** TASK OBJECTIVE **
Could you resume the profile of Gaby Maimon's research on how brains form precise memories, picking up where it stops?
*** Opening of SELECTED PASSAGE ***
Gaby Maimon, Ph.D.
Investigator, Howard Hughes Medical Institute
Humans and animals have the remarkable capacity to remember spatial locations, time intervals, event probabilities, and other relevant variables. The Maimon lab aims to understand how brains form quantitatively precise memories of such variables and how these memories guide behavior. The group's long-term goal is to inform the nature of cognition and abstract thought—from molecules, through their effects on neural circuits, to behavior.
Psychologists turn to notions such as working memory, event prediction, stimulus valuation, and internal spatial maps to help explain human and animal behavior. However, the intellectual frameworks for thinking about these cognitive concepts, as well as our understanding of their neural implementation, remain in their infancy.
Research in the Maimon lab is inspired by the fact that insects, despite having tiny brains, appear capable of performing certain cognitive operations extremely well. For example, desert ants know if they are 30 or 90 meters away from their nest, and honeybees communicate with their waggle dance if a flower patch is 30 or 90 degrees to the left of the Sun. By seeking comprehensive descriptions of how insect brains perform such quantitatively precise internal calculations, the lab aims to discover general principles of cognition across animals.
The group studies the genetically tractable fruit fly, Drosophila, and the lab has pioneered one of the main approaches it uses: monitoring neural activity in flies performing flight or walking behaviors in virtual reality, while glued to a tiny platform.
Using this platform, the Maimon lab discovered a neural circuit that allows insects to build and update an internal, compass-like sense of orientation. This circuit operates even in complete darkness, wherein flies must internally tally how fast they are turning left or right at each moment so as to update their compass sense.
*** Close of SELECTED PASSAGE ***
*** Opening of EXERCISE DATA ***
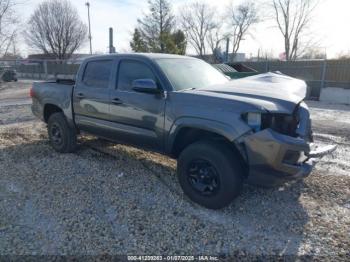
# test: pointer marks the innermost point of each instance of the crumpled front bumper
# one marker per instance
(274, 158)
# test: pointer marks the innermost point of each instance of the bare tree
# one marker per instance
(293, 18)
(197, 21)
(55, 27)
(216, 36)
(8, 25)
(241, 18)
(156, 27)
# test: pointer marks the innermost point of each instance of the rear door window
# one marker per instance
(97, 73)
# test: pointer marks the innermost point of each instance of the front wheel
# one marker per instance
(210, 174)
(62, 138)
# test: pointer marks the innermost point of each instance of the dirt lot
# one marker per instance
(114, 199)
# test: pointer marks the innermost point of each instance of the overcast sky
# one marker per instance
(330, 25)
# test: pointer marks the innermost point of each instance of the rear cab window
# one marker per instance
(130, 70)
(97, 74)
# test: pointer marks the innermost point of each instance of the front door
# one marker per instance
(139, 117)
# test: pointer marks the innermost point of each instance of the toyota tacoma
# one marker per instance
(222, 132)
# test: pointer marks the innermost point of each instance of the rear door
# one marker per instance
(138, 117)
(91, 95)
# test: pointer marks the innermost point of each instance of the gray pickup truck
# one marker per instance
(222, 132)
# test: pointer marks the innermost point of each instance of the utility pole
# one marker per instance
(90, 38)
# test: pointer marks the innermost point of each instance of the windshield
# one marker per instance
(190, 73)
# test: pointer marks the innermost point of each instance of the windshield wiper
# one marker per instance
(187, 89)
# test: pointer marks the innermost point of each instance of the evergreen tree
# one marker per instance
(156, 31)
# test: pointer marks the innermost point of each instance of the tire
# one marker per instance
(62, 138)
(221, 168)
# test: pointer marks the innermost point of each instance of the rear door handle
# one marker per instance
(117, 101)
(80, 95)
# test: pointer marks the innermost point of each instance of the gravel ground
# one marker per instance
(114, 199)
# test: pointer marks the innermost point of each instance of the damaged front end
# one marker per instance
(279, 147)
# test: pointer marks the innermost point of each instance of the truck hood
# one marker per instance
(272, 91)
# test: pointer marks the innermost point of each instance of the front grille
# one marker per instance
(281, 123)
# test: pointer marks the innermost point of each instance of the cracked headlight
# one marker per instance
(253, 120)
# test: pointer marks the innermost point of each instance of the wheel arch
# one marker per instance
(50, 109)
(187, 131)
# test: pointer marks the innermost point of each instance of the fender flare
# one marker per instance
(220, 128)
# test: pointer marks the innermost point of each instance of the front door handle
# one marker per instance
(117, 101)
(80, 95)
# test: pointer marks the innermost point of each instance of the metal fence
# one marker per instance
(43, 69)
(317, 73)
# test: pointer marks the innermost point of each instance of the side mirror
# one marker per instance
(145, 86)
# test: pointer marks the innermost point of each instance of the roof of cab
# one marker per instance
(144, 55)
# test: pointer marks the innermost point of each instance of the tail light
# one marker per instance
(31, 92)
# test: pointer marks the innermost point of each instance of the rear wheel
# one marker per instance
(62, 138)
(210, 174)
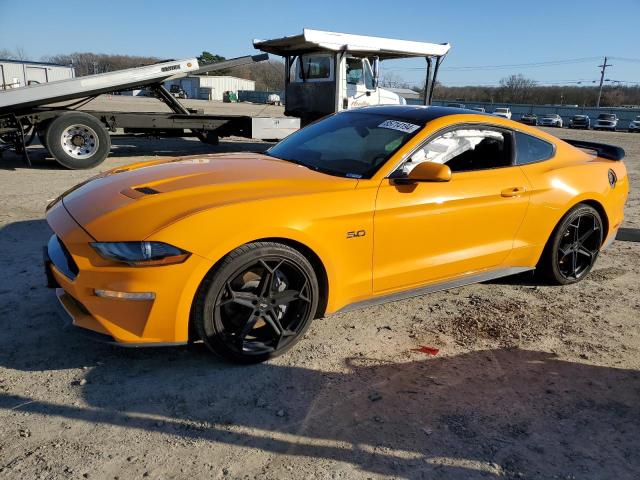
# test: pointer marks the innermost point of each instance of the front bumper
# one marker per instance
(163, 320)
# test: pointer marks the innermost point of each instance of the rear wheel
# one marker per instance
(257, 303)
(574, 246)
(77, 140)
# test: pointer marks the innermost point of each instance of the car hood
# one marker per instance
(132, 202)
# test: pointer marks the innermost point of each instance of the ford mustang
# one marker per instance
(243, 250)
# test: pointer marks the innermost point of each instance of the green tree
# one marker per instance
(207, 58)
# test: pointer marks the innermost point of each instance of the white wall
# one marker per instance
(25, 72)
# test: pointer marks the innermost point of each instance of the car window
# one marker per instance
(354, 71)
(349, 144)
(465, 150)
(530, 149)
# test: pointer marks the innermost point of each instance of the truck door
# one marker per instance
(359, 83)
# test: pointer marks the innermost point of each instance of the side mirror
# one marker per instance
(427, 172)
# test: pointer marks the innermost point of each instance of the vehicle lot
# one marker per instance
(530, 381)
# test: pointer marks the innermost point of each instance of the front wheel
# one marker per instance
(77, 140)
(573, 247)
(257, 303)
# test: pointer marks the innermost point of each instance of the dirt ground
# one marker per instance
(530, 381)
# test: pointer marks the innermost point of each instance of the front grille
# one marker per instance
(61, 258)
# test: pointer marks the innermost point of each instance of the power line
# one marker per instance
(604, 68)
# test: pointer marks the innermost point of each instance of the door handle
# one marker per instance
(513, 191)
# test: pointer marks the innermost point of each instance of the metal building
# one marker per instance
(20, 73)
(209, 87)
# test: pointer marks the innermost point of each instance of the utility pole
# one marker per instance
(604, 68)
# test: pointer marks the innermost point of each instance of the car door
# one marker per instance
(431, 231)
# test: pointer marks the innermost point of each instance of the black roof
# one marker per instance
(414, 113)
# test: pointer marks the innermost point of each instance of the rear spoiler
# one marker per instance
(610, 152)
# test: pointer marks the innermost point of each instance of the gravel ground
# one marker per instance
(530, 381)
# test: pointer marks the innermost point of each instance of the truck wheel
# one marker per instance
(77, 140)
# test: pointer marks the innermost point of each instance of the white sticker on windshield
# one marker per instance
(400, 126)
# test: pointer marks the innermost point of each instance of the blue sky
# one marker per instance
(482, 33)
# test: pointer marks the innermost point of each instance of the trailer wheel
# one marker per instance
(77, 140)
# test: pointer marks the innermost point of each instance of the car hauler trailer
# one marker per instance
(326, 72)
(80, 139)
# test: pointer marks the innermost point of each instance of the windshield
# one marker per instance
(349, 144)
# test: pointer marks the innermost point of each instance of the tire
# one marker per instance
(77, 140)
(573, 247)
(256, 303)
(42, 138)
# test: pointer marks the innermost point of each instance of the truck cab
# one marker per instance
(355, 80)
(326, 72)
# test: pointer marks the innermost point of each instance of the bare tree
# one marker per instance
(516, 88)
(16, 54)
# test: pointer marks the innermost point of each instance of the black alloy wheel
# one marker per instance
(258, 303)
(574, 246)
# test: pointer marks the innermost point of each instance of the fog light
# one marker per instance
(125, 295)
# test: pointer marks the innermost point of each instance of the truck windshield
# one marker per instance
(349, 144)
(315, 67)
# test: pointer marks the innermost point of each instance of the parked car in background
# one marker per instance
(634, 126)
(606, 121)
(550, 120)
(503, 112)
(580, 121)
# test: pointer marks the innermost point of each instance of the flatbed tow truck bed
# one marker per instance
(64, 116)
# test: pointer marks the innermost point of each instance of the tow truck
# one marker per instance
(80, 139)
(326, 72)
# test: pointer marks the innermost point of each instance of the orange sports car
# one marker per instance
(243, 250)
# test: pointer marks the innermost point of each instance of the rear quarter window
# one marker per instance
(530, 149)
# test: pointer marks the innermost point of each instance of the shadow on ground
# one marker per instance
(490, 413)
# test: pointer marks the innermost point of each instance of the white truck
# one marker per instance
(326, 72)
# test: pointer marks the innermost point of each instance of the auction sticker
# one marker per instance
(400, 126)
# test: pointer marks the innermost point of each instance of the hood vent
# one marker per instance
(146, 190)
(139, 192)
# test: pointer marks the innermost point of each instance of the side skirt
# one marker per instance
(436, 287)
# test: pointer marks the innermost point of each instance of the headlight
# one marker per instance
(141, 254)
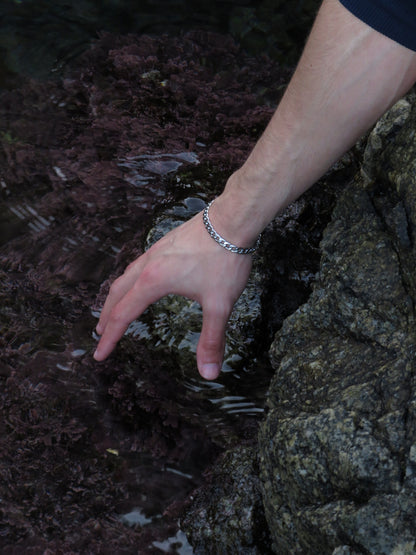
*** Close of EXERCISE DATA ***
** RESULT FOR THIS EXERCISE **
In more recent work, the lab discovered a neural-circuit for adding mathematical vectors in the fly brain. Classical behavioral experiments suggested that insects add vectors to form and update spatial memories, but it was unclear how their tiny brains could implement anything like vector math. Understanding vector computation in flies may ultimately inform how the human brain forms spatial memories—e.g., remembering where we parked our car in a parking lot—and what goes awry in Alzheimer’s disease, when forming such memories becomes impaired.
Beyond spatial memories, the lab is also examining how flies assess the value of a given location for egg-laying in relation to the value of other nearby locations, and how flies predict the likelihood that a salient event will or will not occur in the near future. Flies often use vision to guide such behaviors, and the lab recently discovered that flies actively move their retinas under the stable lenses of their compound eyes. These retinal movements have dynamics that resemble those of human eye movements, and they allow flies to see the world better than previously appreciated.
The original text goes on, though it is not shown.